Problems and tasks:
• A. In the NRS post below, rewrite the paragraph beginning "A heap is a specialized tree-based data structure" as a brief bulleted list that keeps its main facts.
• B. Reproduce verbatim the portion of the NRS post below, everything from "We also have" down to "on BZ 13634).".

[Lustre-devel] NRS HLD

Tue Jul 5 02:20:12 PDT 2011

Hi Nathan,

We also have some ideas about infrastructure of NRS and would like to share
them at here for discussion:

- a common library to support inserting/removing prioritized requests, which 
  should be scalable even for millions of requests

- each policy only needs to provide:
  . private data ("heap", more details below)
  . a sorting callback to prioritize requests

By this way, most common code can be put into libcfs and ptlrpc modules,
instead of having a whole bunch of policy functions to sort requests in
each policy (like the patch on BZ 13634).

Here is the concept of "heap" mentioned above:

(it's quoted from the following link)
A heap is a specialized tree-based data structure that satisfies the heap
property: if B is a child node of A, then key(A) ≥ key(B). This implies that an
element with the greatest key is always in the root node, and so such a heap is
sometimes called a max-heap. Alternatively, if the comparison is reversed, the
smallest element is always in the root node, which results in a min-heap.

Please see more detail at:
http://en.wikipedia.org/wiki/Heap_%28data_structure%29

Heap can give (log N) for both inserting element and removing element with
greatest/lowest key, so it's very scalable, here are some sample heap APIs
from a simple prototype:

    /* create a heap, @compare is callback for sorting elements */
    cfs_binheap_t *cfs_binheap_create(cfs_binheap_cmp_t compare,
                                      unsigned int flags);

    /* destroy a heap */
    void cfs_binheap_destroy(cfs_binheap_t *h);

    /* insert @element into heap */
    int cfs_binheap_insert(cfs_binheap_t *h, void *elelment);

    /* pop root for the @heap, which has greatest/lowest key in @heap */
    void *cfs_binheap_pop_root(cfs_binheap_t *heap);

and an example of using "heap" to implement Client-Based Round Robin:

  - allocating a "heap" for the service which needs CBRR

  - the service also have a "global round-number" which is always incremental
    . GRN: Global Round Number
    . CRN: Client Round Number
    . RRN: Request Round Number

  Process of inserting a request
  - when there is new request:
    . if the incoming request is the first request for a client, assign
      the GRN to both the RRN of the request and CNR of the client

    . if the incoming request isn't the first request for a client,
      increase the CNR on the client then assign it to RRN of the request.

  - insert the request into the heap, the heap can sort requests based
    on callback like this:
    . primary key is RRN of request

    . secondary key is client ID (i.e: nid of client), secondary keys are
      compared only if primary keys are equal

  Process of dequeue a request:

  - pop the root element from the heap, which should always has the lowest RRN

  - if the RRN of the request is larger than GRN of the service,
    which means the service has already handled all requests with <= GRN and
    should set the GRN of service to the RRN of request

Again, this just an example to demonstrate how to use "heap" to implement CBRR
and show some preliminary ideas, it could be helpful to raise some discussion
at here and to see whether it's possible to improve and apply this to NRS and
make it to be a common library for future implementation of OBRR or any
policy needs to prioritize requests, or for QoS.

Dataset content:
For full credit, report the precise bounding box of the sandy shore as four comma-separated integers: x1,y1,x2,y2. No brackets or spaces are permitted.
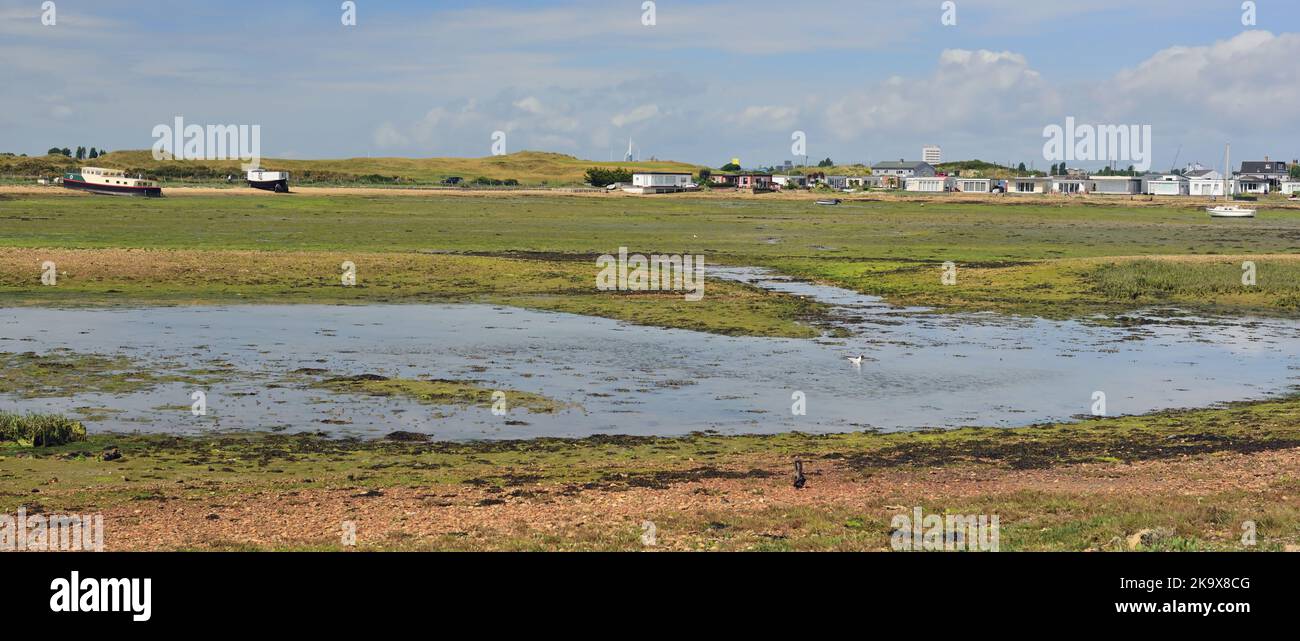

Responses:
• A.
- A heap is a specialized tree-based data structure that satisfies the heap property: if B is a child node of A, then key(A) ≥ key(B).
- As a result, the element with the greatest key is always in the root node, so such a heap is sometimes called a max-heap.
- If the comparison is reversed, the smallest element is always in the root node, which results in a min-heap.

• B.
We also have some ideas about infrastructure of NRS and would like to share
them at here for discussion:

- a common library to support inserting/removing prioritized requests, which 
  should be scalable even for millions of requests

- each policy only needs to provide:
  . private data ("heap", more details below)
  . a sorting callback to prioritize requests

By this way, most common code can be put into libcfs and ptlrpc modules,
instead of having a whole bunch of policy functions to sort requests in
each policy (like the patch on BZ 13634).